Problem details
Rewrite the lines below as a numbered list, skipping the blank ones and leaving out the picture.

-.-.-

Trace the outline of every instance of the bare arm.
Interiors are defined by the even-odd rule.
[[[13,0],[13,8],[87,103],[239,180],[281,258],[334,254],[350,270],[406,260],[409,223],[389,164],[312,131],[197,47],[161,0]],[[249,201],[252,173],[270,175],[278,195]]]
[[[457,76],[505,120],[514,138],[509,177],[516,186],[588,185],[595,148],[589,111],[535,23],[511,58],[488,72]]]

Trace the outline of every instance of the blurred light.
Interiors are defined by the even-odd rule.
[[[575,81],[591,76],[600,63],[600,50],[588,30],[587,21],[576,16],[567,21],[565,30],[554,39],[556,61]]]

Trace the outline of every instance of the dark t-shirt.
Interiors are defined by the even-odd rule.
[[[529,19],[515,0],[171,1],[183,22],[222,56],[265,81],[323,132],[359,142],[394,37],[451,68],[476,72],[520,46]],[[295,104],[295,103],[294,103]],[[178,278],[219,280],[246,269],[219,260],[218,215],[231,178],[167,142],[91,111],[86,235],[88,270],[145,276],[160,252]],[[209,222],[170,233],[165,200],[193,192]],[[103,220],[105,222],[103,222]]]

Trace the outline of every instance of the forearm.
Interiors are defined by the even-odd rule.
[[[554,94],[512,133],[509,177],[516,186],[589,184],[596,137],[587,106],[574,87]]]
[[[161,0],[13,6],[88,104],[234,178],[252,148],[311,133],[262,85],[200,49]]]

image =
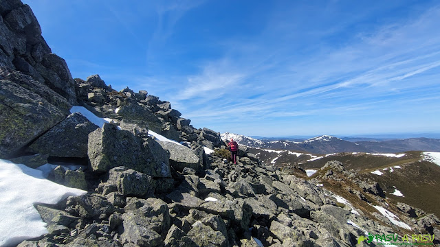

-.-.-

Task answer
1. Trace the outline of every instance of the bare arm.
2. Interiors are defined by the even-odd rule.
3. [[[13,0],[13,8],[87,103],[239,180],[281,258],[334,254],[350,270],[406,260],[409,223],[389,164],[312,131],[197,47],[161,0]],[[249,201],[252,173],[270,175],[278,195]]]
4. [[[457,76],[505,120],[514,138],[509,177],[516,186],[588,185],[595,148],[589,111],[535,23],[511,58],[488,72]]]
5. Trace the outline of every instance of the blurred light.
6. Interiors are defined by the even-odd rule.
7. [[[575,81],[591,76],[600,63],[600,50],[588,30],[587,21],[576,16],[567,21],[565,30],[554,39],[556,61]]]
8. Trace the outline of every instance of the dark t-shirt.
9. Interiors are defined by the even-odd rule.
10. [[[529,19],[515,0],[171,1],[183,22],[222,56],[265,81],[323,132],[359,142],[394,37],[451,68],[476,72],[520,46]],[[295,104],[295,103],[294,103]],[[178,278],[219,280],[246,269],[219,260],[218,215],[231,178],[167,142],[91,111],[86,235],[88,270],[145,276],[160,252]],[[209,222],[170,233],[165,200],[193,192]],[[103,220],[105,222],[103,222]]]
11. Trace the outline of every instance of the forearm.
12. Interiors are defined by the even-odd rule.
13. [[[554,94],[512,133],[509,177],[516,186],[589,184],[596,137],[587,106],[574,87]]]
14. [[[161,0],[13,6],[88,104],[234,178],[252,148],[311,133],[262,85],[200,49]]]
15. image =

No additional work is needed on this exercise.